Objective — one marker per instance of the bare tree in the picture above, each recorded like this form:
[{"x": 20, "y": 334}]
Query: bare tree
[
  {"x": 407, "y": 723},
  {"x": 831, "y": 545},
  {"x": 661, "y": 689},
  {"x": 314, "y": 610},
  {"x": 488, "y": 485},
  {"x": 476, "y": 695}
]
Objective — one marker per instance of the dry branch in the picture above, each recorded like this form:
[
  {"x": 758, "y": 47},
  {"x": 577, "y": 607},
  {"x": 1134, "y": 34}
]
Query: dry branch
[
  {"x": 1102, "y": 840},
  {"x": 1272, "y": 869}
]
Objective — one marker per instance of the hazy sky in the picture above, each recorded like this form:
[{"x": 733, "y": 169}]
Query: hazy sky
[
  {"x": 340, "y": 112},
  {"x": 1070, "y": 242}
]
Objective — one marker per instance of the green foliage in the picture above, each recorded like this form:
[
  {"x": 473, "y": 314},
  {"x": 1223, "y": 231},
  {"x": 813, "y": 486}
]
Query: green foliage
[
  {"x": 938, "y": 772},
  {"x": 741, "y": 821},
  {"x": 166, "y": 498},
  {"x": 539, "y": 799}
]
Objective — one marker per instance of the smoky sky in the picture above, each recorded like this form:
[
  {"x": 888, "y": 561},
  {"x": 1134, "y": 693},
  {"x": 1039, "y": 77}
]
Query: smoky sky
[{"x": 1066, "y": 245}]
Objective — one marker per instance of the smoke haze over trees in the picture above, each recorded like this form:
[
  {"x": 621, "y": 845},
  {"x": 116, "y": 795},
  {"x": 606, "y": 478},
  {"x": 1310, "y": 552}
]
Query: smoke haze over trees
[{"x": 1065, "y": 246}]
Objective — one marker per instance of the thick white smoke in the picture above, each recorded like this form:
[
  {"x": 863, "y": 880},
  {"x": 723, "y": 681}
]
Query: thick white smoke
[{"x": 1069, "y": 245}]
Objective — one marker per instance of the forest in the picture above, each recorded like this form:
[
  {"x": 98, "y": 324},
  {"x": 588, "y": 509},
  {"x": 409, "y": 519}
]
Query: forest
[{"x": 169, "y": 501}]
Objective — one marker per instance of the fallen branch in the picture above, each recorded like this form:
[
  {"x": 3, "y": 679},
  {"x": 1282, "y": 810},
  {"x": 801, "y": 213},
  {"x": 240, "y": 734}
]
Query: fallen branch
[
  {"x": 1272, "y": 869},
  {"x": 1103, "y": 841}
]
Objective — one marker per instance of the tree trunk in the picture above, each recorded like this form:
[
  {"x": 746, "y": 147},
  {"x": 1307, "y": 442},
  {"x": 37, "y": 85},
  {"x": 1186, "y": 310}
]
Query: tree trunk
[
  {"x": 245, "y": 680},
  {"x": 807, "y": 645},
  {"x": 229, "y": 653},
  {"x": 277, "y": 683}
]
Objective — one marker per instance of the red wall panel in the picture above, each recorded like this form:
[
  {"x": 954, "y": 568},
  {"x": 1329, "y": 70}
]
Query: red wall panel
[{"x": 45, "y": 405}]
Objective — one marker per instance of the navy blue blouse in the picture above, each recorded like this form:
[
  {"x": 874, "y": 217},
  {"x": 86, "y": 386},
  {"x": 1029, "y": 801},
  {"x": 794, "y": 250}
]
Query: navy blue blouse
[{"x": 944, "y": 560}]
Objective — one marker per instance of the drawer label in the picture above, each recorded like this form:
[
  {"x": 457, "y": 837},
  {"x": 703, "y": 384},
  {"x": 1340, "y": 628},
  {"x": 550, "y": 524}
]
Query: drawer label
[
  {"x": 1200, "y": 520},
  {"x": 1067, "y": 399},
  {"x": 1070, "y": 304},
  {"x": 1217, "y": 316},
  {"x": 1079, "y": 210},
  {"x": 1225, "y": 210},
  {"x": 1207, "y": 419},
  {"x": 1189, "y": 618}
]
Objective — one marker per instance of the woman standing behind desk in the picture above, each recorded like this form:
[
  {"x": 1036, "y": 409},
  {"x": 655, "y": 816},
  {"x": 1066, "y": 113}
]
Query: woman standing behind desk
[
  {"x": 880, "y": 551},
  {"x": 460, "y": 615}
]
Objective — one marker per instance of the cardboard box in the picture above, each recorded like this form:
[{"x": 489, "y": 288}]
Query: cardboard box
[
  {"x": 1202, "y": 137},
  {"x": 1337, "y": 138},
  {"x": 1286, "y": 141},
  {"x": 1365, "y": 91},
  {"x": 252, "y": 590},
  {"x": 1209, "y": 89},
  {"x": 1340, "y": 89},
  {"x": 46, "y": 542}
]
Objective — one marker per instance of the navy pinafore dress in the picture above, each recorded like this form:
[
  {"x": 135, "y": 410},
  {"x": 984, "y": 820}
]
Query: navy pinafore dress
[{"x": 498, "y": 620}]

- WRITTEN INSTRUCTION -
Reproduce all the items above, swapping every "marker" for "point" and leaving everything else unchanged.

- CORRECT RESULT -
Objective — one point per instance of the bare tree in the picture above, each recorded like this form:
[{"x": 20, "y": 334}]
Query: bare tree
[
  {"x": 407, "y": 723},
  {"x": 831, "y": 545},
  {"x": 661, "y": 689},
  {"x": 314, "y": 610},
  {"x": 488, "y": 485},
  {"x": 476, "y": 695}
]
Objective — one point per instance of the dry branch in the picture above, each recorded like this form:
[
  {"x": 758, "y": 47},
  {"x": 577, "y": 607},
  {"x": 1134, "y": 34}
]
Query: dry branch
[
  {"x": 1102, "y": 840},
  {"x": 1272, "y": 869}
]
Objective — one point per instance of the hazy sky in the picture above, each recorded like this form:
[{"x": 733, "y": 169}]
Query: hazy sky
[
  {"x": 340, "y": 112},
  {"x": 1070, "y": 242}
]
Objective — one point per instance of the green foliage in the picture above, each recorded like this form:
[
  {"x": 473, "y": 314},
  {"x": 1223, "y": 231},
  {"x": 813, "y": 486}
]
Query: green foliage
[
  {"x": 938, "y": 772},
  {"x": 741, "y": 821},
  {"x": 166, "y": 498},
  {"x": 539, "y": 799}
]
Objective — one point per instance of the smoky sky in the picture above, each recorded like this form:
[
  {"x": 888, "y": 561},
  {"x": 1134, "y": 693},
  {"x": 1039, "y": 77}
]
Query: smoky sky
[{"x": 1066, "y": 245}]
Objective — one point per instance of the smoke haze over trees in the picture above, each recorded like this form:
[
  {"x": 621, "y": 845},
  {"x": 116, "y": 795},
  {"x": 606, "y": 478},
  {"x": 1310, "y": 552}
]
Query: smoke haze over trees
[{"x": 1065, "y": 246}]
Objective — one point per instance of the thick white smoke in the picture above, each recorded like this form:
[
  {"x": 863, "y": 880},
  {"x": 723, "y": 681}
]
Query: thick white smoke
[{"x": 1069, "y": 245}]
Objective — one point per instance of the forest in the picture above, each recorded like this form:
[
  {"x": 98, "y": 324},
  {"x": 588, "y": 509},
  {"x": 409, "y": 519}
]
Query: forest
[{"x": 169, "y": 501}]
Objective — one point per instance of the fallen branch in the picture above, each recorded like this form:
[
  {"x": 3, "y": 679},
  {"x": 1282, "y": 810},
  {"x": 801, "y": 213},
  {"x": 240, "y": 734}
]
Query: fallen branch
[
  {"x": 1272, "y": 869},
  {"x": 1103, "y": 841}
]
Objective — one point per instance of the tree trunk in the picture above, each recorded like this form:
[
  {"x": 746, "y": 147},
  {"x": 1307, "y": 442},
  {"x": 37, "y": 85},
  {"x": 1186, "y": 310}
]
Query: tree trunk
[
  {"x": 245, "y": 680},
  {"x": 807, "y": 645},
  {"x": 229, "y": 653},
  {"x": 277, "y": 683}
]
Objective — one point per instance of the red wall panel in the picture above, each recorded like this form:
[
  {"x": 954, "y": 568},
  {"x": 1329, "y": 70}
]
Query: red wall panel
[{"x": 45, "y": 405}]
Objective — one point per instance of the navy blue blouse in the picture above, each recorded like this form:
[
  {"x": 874, "y": 217},
  {"x": 86, "y": 386},
  {"x": 1029, "y": 801},
  {"x": 794, "y": 250}
]
Query: navy blue blouse
[{"x": 944, "y": 560}]
Objective — one point per instance of the drawer label in the picture above, each recorded like this form:
[
  {"x": 457, "y": 837},
  {"x": 703, "y": 384},
  {"x": 1340, "y": 628},
  {"x": 550, "y": 524}
]
Query: drawer label
[
  {"x": 1200, "y": 520},
  {"x": 1067, "y": 399},
  {"x": 1070, "y": 304},
  {"x": 1217, "y": 316},
  {"x": 1079, "y": 210},
  {"x": 1225, "y": 210},
  {"x": 1207, "y": 419},
  {"x": 1189, "y": 618}
]
Objective — one point per instance of the woman standing behind desk in the picture above, each recorded like this form:
[
  {"x": 1036, "y": 409},
  {"x": 655, "y": 816},
  {"x": 1066, "y": 113}
]
Query: woman standing behind desk
[
  {"x": 880, "y": 551},
  {"x": 460, "y": 615}
]
Objective — one point per instance of the cardboard box in the picture above, each recorded like this form:
[{"x": 489, "y": 288}]
Query: cardboard box
[
  {"x": 1202, "y": 137},
  {"x": 1337, "y": 138},
  {"x": 1286, "y": 141},
  {"x": 1365, "y": 91},
  {"x": 252, "y": 590},
  {"x": 1209, "y": 89},
  {"x": 1340, "y": 89},
  {"x": 46, "y": 542}
]
Objective — one point per instance of the navy pinafore dress in the picture above, each recorded like this form:
[
  {"x": 135, "y": 410},
  {"x": 984, "y": 820}
]
Query: navy pinafore dress
[{"x": 498, "y": 620}]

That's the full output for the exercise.